Job: Set out the material below as a Markdown table with the columns "Row" and "Text," giving each line its own numbered row and skipping blank lines. Leave the pictures out of the table.

Records provided:
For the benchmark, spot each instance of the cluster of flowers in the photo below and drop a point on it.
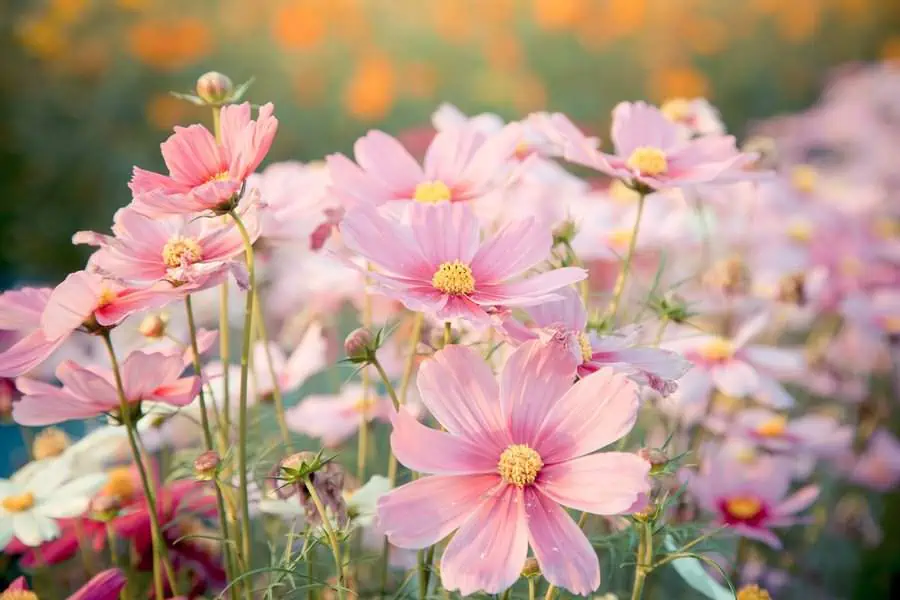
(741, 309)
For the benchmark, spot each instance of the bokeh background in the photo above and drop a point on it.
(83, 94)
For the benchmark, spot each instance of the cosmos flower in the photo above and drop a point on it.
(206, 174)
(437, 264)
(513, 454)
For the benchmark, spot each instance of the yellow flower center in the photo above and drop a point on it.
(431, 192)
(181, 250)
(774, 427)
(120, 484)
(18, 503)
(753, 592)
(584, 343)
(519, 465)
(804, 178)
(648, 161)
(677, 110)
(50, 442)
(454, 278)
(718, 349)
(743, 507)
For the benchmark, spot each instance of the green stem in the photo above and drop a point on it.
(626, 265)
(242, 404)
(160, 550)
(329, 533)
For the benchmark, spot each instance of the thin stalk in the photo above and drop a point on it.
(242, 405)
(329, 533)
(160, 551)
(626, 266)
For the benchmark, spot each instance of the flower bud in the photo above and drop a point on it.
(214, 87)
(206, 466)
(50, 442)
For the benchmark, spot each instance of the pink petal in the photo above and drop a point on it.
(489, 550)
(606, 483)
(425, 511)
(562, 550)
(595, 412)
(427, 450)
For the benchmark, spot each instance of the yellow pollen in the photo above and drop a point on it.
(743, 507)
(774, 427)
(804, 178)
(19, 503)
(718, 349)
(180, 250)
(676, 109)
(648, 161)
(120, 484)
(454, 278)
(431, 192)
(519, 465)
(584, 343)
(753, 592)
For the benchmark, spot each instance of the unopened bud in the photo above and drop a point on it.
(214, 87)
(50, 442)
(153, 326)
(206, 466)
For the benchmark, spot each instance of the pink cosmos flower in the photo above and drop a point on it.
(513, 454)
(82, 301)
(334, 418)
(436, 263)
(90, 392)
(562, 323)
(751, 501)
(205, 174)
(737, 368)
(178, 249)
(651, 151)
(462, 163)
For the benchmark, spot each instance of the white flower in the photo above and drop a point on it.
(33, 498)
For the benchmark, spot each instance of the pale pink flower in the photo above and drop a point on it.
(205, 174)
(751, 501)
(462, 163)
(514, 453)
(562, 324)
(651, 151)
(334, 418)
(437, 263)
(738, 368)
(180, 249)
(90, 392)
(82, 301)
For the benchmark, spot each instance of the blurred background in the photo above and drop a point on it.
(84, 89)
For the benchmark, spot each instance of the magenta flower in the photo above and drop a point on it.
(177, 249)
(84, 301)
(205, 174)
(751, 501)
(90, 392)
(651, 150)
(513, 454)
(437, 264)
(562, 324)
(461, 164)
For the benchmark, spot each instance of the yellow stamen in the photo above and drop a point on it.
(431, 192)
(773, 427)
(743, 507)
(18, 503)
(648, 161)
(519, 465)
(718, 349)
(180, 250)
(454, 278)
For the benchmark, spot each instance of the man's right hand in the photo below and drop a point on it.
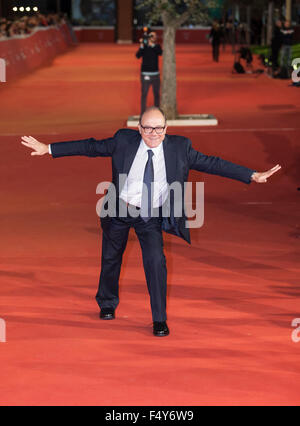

Full response:
| Row | Text |
|---|---|
| 1 | For the benchmark, spot each instance of the cluster of flowers in the photo below and drop a point on it. |
| 2 | (741, 309) |
| 3 | For the benchmark, spot each instance of the bokeh background in the photo above and drop a point on it. |
| 4 | (83, 94) |
| 5 | For the benchmark, spot each instance of the cosmos flower in the photo above and drop a point on it. |
| 6 | (206, 174) |
| 7 | (437, 264) |
| 8 | (513, 454) |
| 9 | For the benchmark, spot each instance of the yellow flower center in the photo above and drop a point on it. |
| 10 | (431, 192) |
| 11 | (181, 250) |
| 12 | (774, 427) |
| 13 | (120, 484) |
| 14 | (18, 503) |
| 15 | (753, 592) |
| 16 | (584, 343) |
| 17 | (519, 465) |
| 18 | (804, 178) |
| 19 | (648, 161) |
| 20 | (677, 110) |
| 21 | (50, 442) |
| 22 | (454, 278) |
| 23 | (718, 349) |
| 24 | (743, 507) |
| 25 | For the benchmark, spot each instance of the green stem in the photo above and drop a point on it. |
| 26 | (626, 265) |
| 27 | (242, 404) |
| 28 | (160, 550) |
| 29 | (329, 533) |
| 30 | For the benchmark, spot each instance of the thin stalk in the photo above and drop a point on it. |
| 31 | (242, 405) |
| 32 | (329, 533) |
| 33 | (160, 551) |
| 34 | (626, 266) |
| 35 | For the benchmark, spot each instance of the flower bud in the photo above and drop a point on it. |
| 36 | (214, 87) |
| 37 | (206, 466) |
| 38 | (50, 442) |
| 39 | For the benchmark, spot each instance of the pink petal in the photo above and drop a point on it. |
| 40 | (489, 550) |
| 41 | (606, 483) |
| 42 | (425, 511) |
| 43 | (562, 550) |
| 44 | (595, 412) |
| 45 | (427, 450) |
| 46 | For the benchmark, spot each instance of the yellow pollen in the photo above and drop a point on it. |
| 47 | (743, 507) |
| 48 | (774, 427) |
| 49 | (804, 178) |
| 50 | (19, 503) |
| 51 | (718, 349) |
| 52 | (180, 250) |
| 53 | (676, 109) |
| 54 | (648, 161) |
| 55 | (120, 484) |
| 56 | (454, 278) |
| 57 | (431, 192) |
| 58 | (519, 465) |
| 59 | (584, 343) |
| 60 | (753, 592) |
| 61 | For the benchmark, spot each instance of the unopened bud in the photo above and drop a point on it. |
| 62 | (214, 87) |
| 63 | (50, 442) |
| 64 | (153, 326) |
| 65 | (206, 466) |
| 66 | For the benchmark, spot each instance of the pink cosmos flower in the photo above and drop a point on it. |
| 67 | (513, 454) |
| 68 | (82, 301) |
| 69 | (334, 418) |
| 70 | (436, 263) |
| 71 | (90, 392) |
| 72 | (562, 323) |
| 73 | (751, 501) |
| 74 | (205, 174) |
| 75 | (737, 368) |
| 76 | (178, 249) |
| 77 | (651, 151) |
| 78 | (462, 163) |
| 79 | For the benchmark, spot each instance of the white flower in the photo above and drop a point on it. |
| 80 | (33, 498) |
| 81 | For the benchmark, spot each instance of the pale pink flower in the photo above and drop a point on it. |
| 82 | (205, 174) |
| 83 | (751, 501) |
| 84 | (462, 163) |
| 85 | (514, 453) |
| 86 | (562, 324) |
| 87 | (651, 151) |
| 88 | (334, 418) |
| 89 | (437, 263) |
| 90 | (738, 368) |
| 91 | (180, 249) |
| 92 | (90, 392) |
| 93 | (82, 301) |
| 94 | For the benchmark, spot each instance of the blurred background in the photo above and drop a point on it. |
| 95 | (84, 89) |
| 96 | For the benchmark, spot each instance of the magenta flower in the photo above and drop a point on it. |
| 97 | (177, 249) |
| 98 | (84, 301) |
| 99 | (205, 174) |
| 100 | (751, 501) |
| 101 | (90, 392) |
| 102 | (651, 150) |
| 103 | (513, 454) |
| 104 | (437, 264) |
| 105 | (562, 324) |
| 106 | (461, 164) |
| 107 | For the benchmark, spot each instance of the yellow stamen in the photo above and drop a point on it. |
| 108 | (431, 192) |
| 109 | (773, 427) |
| 110 | (743, 507) |
| 111 | (18, 503) |
| 112 | (648, 161) |
| 113 | (519, 465) |
| 114 | (718, 349) |
| 115 | (180, 250) |
| 116 | (454, 278) |
| 117 | For the benchmark, spot each instance of the man's right hand in the photo below and drop a point on it. |